- Information -
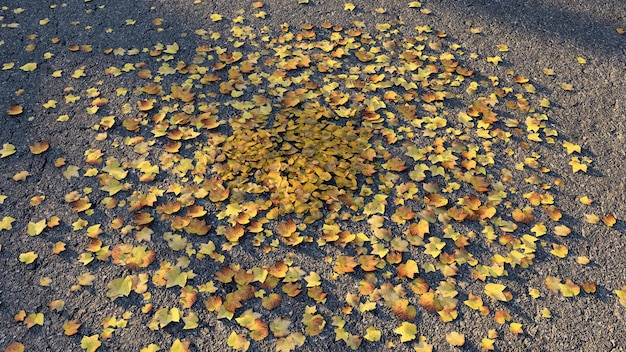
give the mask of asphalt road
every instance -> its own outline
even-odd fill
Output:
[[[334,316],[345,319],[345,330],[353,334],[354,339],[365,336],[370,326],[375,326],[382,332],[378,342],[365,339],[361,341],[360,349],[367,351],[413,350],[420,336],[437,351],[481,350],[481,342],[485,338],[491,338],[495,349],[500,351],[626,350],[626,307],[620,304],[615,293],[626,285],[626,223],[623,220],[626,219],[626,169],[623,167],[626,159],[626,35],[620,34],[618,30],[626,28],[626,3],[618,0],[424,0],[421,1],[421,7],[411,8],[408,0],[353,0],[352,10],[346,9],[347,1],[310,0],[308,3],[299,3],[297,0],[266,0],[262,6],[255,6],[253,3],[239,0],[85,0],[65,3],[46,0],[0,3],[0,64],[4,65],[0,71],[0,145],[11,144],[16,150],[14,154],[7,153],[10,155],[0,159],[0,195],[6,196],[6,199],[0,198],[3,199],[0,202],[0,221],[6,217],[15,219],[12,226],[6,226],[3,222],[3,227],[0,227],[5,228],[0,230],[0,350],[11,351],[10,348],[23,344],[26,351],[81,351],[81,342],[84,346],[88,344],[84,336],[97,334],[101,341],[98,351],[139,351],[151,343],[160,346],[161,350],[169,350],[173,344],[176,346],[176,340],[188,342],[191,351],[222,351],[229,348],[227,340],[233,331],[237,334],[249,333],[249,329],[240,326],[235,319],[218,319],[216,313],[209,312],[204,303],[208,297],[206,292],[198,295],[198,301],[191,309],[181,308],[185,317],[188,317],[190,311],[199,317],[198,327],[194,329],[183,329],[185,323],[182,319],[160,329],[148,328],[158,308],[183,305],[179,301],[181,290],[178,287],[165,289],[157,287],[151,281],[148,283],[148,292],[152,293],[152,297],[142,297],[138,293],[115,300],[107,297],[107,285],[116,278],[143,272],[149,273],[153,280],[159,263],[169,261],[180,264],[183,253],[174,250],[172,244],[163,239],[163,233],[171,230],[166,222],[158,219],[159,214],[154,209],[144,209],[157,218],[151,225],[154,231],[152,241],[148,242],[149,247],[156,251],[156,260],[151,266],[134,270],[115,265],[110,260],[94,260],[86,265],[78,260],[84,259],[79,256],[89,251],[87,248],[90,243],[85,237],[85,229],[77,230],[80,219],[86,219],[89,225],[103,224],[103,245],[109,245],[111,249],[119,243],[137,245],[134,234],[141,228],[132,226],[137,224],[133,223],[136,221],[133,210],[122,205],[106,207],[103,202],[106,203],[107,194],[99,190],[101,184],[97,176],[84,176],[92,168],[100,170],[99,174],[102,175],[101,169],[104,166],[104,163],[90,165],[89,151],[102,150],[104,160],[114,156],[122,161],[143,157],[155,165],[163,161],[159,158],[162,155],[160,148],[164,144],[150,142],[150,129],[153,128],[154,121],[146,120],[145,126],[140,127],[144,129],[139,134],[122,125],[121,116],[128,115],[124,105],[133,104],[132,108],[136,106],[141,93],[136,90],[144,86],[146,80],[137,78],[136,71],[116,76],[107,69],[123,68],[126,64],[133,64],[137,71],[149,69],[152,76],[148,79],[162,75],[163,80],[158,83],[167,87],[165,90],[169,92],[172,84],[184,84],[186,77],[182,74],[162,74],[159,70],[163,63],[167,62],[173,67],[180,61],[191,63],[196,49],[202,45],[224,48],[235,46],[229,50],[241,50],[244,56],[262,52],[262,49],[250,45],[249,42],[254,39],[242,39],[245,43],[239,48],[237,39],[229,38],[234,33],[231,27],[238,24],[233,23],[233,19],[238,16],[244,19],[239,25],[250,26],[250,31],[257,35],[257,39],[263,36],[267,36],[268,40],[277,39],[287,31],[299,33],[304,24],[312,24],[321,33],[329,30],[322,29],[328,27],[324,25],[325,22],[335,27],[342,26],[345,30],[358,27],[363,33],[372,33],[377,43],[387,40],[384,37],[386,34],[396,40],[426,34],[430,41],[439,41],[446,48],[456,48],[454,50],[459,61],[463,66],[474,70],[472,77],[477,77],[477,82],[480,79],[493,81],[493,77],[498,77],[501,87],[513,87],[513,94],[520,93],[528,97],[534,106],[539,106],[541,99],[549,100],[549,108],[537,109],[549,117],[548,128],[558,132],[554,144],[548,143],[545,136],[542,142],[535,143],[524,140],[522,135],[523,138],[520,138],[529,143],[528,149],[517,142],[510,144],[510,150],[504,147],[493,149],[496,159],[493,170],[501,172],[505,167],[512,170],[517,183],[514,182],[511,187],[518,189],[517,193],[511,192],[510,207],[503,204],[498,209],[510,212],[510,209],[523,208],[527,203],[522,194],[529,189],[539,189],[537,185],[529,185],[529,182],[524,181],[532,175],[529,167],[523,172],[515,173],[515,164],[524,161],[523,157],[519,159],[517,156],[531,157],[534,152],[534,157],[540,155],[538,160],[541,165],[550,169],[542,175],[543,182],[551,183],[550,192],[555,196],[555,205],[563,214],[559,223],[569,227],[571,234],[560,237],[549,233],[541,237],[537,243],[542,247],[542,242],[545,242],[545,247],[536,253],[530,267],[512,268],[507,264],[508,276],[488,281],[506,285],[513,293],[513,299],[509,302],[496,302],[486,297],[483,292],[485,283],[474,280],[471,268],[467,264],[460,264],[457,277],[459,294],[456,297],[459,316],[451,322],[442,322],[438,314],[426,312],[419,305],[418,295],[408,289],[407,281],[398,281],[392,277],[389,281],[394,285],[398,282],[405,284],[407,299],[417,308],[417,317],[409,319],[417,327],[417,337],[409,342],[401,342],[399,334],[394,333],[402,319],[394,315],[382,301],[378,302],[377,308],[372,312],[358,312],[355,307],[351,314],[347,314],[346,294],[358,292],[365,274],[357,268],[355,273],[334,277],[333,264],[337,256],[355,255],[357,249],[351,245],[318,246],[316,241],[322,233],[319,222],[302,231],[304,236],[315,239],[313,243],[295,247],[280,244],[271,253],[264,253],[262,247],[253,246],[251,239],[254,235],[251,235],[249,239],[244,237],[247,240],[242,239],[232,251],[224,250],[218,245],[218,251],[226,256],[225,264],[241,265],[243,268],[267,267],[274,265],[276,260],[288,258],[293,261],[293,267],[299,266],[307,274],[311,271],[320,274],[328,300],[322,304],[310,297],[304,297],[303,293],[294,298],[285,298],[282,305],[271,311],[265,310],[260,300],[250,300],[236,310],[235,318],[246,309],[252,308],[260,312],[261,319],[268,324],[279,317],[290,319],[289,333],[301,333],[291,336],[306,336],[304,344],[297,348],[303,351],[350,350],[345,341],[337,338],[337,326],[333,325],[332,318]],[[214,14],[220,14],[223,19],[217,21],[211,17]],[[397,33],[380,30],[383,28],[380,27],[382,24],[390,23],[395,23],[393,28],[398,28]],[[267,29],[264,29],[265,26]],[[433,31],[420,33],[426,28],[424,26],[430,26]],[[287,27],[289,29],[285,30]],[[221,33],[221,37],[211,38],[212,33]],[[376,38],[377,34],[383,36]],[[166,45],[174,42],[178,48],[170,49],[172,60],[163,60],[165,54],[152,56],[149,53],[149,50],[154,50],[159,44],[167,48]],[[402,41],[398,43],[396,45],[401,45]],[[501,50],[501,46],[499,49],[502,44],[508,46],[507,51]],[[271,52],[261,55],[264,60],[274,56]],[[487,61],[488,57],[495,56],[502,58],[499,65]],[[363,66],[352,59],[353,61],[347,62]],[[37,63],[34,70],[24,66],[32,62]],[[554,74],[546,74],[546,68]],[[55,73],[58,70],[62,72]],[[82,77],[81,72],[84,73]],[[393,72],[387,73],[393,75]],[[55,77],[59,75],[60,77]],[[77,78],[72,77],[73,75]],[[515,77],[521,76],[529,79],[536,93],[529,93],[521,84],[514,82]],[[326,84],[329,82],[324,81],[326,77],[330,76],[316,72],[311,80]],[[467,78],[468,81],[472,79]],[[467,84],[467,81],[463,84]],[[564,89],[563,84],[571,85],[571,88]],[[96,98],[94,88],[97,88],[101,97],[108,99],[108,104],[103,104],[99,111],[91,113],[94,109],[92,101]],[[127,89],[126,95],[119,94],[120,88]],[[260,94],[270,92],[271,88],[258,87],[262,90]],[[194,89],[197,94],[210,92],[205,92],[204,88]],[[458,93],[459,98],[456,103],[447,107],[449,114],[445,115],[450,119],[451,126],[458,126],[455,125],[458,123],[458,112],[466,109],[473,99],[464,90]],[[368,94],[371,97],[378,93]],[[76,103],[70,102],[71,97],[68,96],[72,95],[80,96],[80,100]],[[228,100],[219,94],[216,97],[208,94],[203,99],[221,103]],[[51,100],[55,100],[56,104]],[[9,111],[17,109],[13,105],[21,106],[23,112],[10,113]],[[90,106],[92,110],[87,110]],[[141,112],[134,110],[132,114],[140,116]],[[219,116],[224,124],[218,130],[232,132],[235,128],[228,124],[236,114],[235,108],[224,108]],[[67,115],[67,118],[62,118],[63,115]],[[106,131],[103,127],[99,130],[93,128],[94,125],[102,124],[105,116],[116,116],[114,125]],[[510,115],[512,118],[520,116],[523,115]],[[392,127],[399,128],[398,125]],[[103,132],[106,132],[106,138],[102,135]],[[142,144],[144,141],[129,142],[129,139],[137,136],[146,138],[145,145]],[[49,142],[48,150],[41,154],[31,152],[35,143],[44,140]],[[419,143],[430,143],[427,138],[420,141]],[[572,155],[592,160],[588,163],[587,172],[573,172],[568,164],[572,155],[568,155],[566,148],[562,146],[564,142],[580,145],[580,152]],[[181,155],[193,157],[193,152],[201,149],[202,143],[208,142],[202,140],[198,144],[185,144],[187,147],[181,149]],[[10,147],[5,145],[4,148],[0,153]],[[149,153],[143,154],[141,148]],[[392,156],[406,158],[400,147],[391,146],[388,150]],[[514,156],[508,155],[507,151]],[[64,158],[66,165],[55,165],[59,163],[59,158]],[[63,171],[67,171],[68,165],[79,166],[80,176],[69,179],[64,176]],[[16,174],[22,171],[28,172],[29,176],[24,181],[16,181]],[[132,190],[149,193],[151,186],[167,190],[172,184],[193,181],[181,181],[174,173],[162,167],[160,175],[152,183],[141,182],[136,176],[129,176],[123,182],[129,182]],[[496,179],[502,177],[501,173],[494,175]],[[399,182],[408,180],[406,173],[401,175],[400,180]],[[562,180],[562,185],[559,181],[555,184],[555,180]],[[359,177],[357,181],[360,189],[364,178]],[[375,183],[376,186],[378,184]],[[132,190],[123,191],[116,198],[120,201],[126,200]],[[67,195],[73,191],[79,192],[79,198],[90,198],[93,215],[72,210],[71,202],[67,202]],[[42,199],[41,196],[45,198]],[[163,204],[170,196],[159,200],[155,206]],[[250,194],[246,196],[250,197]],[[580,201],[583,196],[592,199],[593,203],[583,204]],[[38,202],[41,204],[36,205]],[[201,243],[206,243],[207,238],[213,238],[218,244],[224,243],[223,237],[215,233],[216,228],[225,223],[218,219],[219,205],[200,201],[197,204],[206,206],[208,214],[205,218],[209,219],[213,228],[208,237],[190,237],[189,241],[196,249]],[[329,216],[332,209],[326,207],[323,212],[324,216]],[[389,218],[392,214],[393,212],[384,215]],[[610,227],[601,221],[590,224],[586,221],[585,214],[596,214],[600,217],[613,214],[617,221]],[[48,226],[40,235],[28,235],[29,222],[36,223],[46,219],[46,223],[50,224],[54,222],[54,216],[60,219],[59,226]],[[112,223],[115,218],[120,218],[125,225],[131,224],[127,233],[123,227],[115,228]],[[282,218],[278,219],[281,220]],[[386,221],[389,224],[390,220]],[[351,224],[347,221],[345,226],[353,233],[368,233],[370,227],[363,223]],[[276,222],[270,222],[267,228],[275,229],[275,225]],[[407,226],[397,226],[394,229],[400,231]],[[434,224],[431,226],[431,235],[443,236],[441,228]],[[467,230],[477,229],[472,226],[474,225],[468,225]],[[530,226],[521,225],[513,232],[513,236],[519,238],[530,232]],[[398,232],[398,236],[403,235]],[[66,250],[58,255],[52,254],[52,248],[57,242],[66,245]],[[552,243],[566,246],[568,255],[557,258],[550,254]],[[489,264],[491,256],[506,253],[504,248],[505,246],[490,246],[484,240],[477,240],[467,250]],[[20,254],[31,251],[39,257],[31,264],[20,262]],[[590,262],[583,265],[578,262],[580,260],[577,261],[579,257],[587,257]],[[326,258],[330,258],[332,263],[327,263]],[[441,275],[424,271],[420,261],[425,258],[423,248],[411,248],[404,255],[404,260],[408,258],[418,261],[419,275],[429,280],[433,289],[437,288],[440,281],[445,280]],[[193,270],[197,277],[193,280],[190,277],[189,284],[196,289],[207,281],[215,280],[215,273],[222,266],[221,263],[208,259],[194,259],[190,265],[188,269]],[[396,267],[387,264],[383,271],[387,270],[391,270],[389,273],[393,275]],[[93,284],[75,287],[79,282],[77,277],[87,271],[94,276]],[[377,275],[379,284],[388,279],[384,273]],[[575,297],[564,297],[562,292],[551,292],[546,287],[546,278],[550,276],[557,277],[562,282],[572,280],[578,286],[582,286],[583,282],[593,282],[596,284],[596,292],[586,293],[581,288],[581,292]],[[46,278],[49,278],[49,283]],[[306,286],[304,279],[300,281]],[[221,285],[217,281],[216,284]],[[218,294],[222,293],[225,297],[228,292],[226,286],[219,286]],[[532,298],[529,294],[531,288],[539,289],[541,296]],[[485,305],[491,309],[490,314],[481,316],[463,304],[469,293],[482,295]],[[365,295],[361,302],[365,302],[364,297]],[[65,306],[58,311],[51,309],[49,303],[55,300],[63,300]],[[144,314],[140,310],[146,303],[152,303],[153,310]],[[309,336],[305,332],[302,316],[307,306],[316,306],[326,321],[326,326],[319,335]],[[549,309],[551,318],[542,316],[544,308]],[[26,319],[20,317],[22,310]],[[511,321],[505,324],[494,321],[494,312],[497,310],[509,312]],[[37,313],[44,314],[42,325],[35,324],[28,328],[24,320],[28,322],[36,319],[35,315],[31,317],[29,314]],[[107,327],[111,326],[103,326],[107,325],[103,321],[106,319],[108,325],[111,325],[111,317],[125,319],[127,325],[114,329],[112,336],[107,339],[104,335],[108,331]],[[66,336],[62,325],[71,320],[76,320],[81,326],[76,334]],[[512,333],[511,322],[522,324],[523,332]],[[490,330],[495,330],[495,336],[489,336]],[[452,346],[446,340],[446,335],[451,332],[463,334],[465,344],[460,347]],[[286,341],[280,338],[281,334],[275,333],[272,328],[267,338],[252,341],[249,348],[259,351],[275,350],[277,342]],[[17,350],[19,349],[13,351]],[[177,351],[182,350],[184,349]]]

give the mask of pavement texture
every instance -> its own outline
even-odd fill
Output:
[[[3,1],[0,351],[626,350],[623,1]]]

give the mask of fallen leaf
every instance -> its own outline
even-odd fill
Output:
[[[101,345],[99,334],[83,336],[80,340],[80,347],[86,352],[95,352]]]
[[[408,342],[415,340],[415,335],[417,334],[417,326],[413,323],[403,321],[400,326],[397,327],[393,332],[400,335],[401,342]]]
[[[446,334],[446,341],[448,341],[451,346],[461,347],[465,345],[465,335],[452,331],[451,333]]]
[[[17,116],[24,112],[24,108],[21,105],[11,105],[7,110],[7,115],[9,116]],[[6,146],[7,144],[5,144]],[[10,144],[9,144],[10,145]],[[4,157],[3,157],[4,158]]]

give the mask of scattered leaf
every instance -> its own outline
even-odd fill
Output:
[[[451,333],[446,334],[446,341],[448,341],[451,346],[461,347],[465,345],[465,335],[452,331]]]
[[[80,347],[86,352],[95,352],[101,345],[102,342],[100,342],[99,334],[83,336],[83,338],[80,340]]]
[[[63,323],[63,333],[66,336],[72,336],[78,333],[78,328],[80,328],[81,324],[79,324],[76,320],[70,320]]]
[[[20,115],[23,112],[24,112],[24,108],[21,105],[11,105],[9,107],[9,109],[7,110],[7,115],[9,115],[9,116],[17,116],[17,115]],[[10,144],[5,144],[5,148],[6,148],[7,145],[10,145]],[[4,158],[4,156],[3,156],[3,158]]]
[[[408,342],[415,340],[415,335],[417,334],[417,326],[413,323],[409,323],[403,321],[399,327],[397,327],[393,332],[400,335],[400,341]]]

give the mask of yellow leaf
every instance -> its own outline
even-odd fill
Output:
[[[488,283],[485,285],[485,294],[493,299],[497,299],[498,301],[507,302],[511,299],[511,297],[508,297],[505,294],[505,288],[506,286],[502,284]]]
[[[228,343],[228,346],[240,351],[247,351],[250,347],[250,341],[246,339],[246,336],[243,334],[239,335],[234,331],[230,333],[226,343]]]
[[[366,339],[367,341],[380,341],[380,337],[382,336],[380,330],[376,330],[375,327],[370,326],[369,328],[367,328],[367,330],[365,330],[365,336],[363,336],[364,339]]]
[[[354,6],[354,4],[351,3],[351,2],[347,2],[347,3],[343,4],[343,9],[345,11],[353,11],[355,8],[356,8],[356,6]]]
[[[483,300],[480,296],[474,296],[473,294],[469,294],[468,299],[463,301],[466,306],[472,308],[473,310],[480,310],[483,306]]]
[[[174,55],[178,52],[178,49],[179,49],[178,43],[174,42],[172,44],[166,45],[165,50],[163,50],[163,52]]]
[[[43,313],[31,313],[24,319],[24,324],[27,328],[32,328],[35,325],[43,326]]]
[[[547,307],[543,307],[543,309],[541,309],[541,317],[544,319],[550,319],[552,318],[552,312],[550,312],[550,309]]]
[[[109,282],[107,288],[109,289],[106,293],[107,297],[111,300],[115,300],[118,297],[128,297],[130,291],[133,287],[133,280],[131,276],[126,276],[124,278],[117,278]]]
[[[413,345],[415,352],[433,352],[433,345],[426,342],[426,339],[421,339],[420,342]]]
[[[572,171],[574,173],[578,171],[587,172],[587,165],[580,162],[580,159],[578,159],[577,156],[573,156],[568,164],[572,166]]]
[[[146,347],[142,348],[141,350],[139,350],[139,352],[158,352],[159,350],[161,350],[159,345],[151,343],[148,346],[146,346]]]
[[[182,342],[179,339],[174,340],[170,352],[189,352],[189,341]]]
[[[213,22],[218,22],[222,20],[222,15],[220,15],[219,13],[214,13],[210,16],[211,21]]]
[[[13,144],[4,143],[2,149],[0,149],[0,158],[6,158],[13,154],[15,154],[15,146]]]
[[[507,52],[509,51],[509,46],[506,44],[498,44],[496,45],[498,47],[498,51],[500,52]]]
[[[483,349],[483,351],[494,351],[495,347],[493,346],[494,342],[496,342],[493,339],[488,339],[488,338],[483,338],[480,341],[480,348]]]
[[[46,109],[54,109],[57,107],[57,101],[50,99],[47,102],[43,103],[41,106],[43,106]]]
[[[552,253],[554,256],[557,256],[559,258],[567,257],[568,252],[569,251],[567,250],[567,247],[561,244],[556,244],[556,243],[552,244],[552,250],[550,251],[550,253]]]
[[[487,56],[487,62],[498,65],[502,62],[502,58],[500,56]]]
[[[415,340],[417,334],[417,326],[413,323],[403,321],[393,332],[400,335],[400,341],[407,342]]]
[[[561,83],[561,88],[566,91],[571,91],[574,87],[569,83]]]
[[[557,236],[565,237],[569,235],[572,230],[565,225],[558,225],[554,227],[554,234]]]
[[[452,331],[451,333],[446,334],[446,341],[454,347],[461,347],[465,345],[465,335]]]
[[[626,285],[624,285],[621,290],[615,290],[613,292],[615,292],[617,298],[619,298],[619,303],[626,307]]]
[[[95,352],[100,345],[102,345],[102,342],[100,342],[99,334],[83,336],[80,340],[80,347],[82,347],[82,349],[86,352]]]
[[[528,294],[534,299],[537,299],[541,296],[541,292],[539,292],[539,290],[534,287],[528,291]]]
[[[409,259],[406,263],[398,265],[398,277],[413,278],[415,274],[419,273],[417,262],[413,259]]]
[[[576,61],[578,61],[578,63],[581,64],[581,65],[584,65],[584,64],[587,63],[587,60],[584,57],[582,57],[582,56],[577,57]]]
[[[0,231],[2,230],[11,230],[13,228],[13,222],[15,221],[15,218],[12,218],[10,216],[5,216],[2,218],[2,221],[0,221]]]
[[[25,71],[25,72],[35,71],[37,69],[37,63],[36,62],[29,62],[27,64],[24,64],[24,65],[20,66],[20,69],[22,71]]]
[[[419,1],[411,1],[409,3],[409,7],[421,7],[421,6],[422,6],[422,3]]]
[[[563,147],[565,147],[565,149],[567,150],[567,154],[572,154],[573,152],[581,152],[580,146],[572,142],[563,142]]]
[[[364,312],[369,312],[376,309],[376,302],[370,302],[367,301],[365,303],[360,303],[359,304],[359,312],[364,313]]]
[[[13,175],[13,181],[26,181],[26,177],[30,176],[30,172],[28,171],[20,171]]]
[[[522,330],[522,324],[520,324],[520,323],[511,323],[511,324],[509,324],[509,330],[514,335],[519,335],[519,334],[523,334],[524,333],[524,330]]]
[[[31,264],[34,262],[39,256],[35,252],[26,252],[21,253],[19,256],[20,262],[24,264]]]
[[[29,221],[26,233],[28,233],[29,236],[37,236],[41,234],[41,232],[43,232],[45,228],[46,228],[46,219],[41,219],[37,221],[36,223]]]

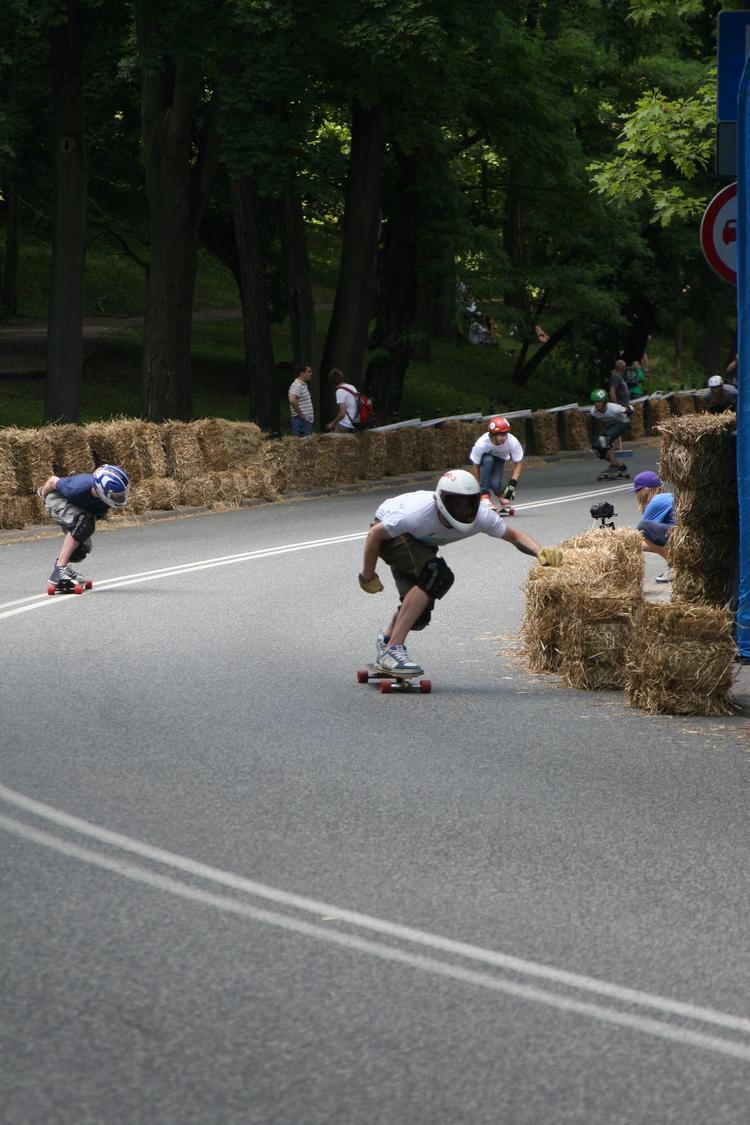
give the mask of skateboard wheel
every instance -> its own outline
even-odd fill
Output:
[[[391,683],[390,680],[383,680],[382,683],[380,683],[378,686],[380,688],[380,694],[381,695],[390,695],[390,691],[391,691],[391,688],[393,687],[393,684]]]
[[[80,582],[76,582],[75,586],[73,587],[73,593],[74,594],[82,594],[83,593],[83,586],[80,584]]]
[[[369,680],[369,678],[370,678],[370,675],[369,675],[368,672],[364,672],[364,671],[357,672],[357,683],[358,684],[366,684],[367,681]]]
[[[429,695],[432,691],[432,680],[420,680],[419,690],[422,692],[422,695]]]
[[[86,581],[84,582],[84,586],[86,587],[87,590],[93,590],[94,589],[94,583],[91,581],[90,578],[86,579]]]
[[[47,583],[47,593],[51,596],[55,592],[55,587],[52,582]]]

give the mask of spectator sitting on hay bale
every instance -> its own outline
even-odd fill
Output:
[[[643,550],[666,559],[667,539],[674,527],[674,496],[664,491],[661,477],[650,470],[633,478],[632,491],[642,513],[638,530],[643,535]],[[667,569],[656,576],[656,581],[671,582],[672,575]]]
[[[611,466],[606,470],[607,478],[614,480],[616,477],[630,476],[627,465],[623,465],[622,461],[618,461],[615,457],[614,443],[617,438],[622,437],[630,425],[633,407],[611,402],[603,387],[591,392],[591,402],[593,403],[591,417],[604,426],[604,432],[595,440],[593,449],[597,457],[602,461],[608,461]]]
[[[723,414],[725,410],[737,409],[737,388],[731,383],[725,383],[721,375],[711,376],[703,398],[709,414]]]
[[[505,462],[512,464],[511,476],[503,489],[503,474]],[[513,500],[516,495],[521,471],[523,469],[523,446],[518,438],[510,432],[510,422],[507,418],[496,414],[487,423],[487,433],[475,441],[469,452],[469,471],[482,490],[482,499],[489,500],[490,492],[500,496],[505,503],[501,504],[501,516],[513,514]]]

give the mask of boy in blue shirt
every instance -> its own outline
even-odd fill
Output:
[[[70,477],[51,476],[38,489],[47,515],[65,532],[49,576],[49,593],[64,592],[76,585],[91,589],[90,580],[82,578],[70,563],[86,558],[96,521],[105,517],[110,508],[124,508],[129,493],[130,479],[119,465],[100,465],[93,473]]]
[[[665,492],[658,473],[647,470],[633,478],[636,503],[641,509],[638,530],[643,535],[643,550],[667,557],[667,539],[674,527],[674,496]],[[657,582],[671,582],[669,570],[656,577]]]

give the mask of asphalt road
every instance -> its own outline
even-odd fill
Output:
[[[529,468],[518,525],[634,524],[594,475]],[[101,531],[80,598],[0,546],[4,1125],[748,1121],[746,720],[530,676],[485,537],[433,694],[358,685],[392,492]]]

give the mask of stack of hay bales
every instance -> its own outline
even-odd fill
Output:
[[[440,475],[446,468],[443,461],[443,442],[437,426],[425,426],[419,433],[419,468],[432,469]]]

- What you need to do -
When a line in the listing has the word "leaf", return that line.

- The answer -
give the mask of fallen leaf
give the mask of scattered leaf
give the mask of yellow leaf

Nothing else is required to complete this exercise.